⟨

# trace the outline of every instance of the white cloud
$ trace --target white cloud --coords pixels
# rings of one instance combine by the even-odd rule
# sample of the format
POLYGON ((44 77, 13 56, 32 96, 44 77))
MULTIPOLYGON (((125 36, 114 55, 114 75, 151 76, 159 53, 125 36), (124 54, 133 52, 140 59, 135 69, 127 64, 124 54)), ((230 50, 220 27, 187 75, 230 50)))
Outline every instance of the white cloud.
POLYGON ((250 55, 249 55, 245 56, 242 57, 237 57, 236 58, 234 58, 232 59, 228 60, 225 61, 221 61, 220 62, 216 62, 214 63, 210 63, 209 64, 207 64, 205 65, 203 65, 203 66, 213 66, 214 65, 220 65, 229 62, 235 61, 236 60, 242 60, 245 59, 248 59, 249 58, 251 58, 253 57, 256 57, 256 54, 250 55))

⟩

**TASK TO COMPLETE:** Your task is to transcribe the material exactly.

**FINAL RESULT:**
# trace the outline of every instance of the white cloud
$ trace --target white cloud --coords pixels
# rings of one instance combine by the even-odd rule
# sample of the format
POLYGON ((44 77, 13 56, 32 96, 44 77))
MULTIPOLYGON (((125 36, 114 55, 114 75, 151 76, 159 53, 125 36), (124 54, 133 52, 140 59, 135 69, 127 64, 124 54)), ((230 50, 220 27, 187 75, 230 50)))
Outline every instance of the white cloud.
POLYGON ((250 55, 249 55, 245 56, 242 57, 237 57, 236 58, 234 58, 232 59, 228 60, 225 61, 221 61, 220 62, 216 62, 214 63, 210 63, 209 64, 207 64, 205 65, 203 65, 203 66, 213 66, 214 65, 220 65, 229 62, 235 61, 236 60, 242 60, 245 59, 248 59, 249 58, 251 58, 253 57, 256 57, 256 54, 250 55))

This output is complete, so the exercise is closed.